> **Stated problem**
Find every line in the items below that contains the word "tail", and copy each of those lines in full.

> **Information given**

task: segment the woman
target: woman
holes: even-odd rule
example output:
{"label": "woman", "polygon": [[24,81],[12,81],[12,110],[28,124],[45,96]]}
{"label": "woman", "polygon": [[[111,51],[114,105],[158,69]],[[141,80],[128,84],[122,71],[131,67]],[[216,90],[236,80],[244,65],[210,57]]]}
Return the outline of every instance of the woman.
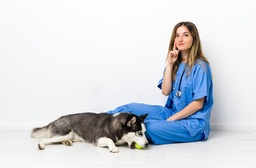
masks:
{"label": "woman", "polygon": [[107,113],[149,113],[145,134],[154,144],[206,139],[213,104],[213,82],[209,62],[193,23],[175,25],[166,62],[158,85],[163,94],[169,95],[165,107],[132,103]]}

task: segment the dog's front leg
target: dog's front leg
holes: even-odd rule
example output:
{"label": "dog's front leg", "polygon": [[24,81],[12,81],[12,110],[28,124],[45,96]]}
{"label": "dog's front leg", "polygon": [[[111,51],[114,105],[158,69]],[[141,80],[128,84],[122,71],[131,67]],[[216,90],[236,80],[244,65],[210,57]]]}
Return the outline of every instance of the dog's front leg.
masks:
{"label": "dog's front leg", "polygon": [[116,146],[115,146],[114,141],[112,141],[112,139],[109,139],[109,138],[100,138],[97,141],[97,143],[95,144],[97,146],[100,147],[109,147],[109,149],[110,150],[110,152],[112,153],[118,153],[119,150],[116,148]]}

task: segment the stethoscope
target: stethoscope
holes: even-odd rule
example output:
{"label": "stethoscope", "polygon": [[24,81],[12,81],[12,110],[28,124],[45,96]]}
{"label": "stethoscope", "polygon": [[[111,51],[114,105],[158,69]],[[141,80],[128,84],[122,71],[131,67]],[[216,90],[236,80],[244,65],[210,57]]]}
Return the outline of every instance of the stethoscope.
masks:
{"label": "stethoscope", "polygon": [[176,96],[177,97],[180,97],[180,96],[182,95],[182,91],[180,91],[180,84],[182,83],[182,77],[184,75],[184,73],[185,72],[185,69],[184,69],[184,71],[182,72],[182,77],[180,77],[180,85],[179,85],[179,90],[177,91],[176,92]]}

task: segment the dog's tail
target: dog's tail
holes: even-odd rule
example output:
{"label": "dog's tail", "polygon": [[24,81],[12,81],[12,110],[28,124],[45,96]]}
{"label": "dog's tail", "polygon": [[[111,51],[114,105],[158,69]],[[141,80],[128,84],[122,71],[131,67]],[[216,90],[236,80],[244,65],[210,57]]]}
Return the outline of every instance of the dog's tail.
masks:
{"label": "dog's tail", "polygon": [[31,136],[35,139],[43,139],[49,136],[49,125],[43,127],[34,128],[31,132]]}

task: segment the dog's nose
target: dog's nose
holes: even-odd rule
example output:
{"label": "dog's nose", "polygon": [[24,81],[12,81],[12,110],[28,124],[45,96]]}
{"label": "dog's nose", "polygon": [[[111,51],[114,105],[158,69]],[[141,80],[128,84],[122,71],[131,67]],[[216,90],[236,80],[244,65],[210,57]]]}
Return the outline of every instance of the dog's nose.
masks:
{"label": "dog's nose", "polygon": [[145,147],[146,147],[146,148],[149,147],[149,143],[145,144]]}

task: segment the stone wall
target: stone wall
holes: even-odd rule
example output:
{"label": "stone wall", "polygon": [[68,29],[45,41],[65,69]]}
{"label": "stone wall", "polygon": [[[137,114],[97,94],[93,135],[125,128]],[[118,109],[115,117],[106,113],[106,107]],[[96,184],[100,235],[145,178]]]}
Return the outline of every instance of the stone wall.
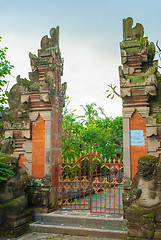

> **Task output**
task: segment the dog's tail
target: dog's tail
{"label": "dog's tail", "polygon": [[24,81],[12,81],[12,110],[28,124],[45,96]]}
{"label": "dog's tail", "polygon": [[[111,51],[114,105],[158,69]],[[141,80],[128,84],[122,71],[131,67]],[[216,90],[236,80],[244,65],[210,57]]]}
Return the outline of every instance of the dog's tail.
{"label": "dog's tail", "polygon": [[31,136],[35,139],[43,139],[49,136],[49,125],[43,127],[34,128],[31,132]]}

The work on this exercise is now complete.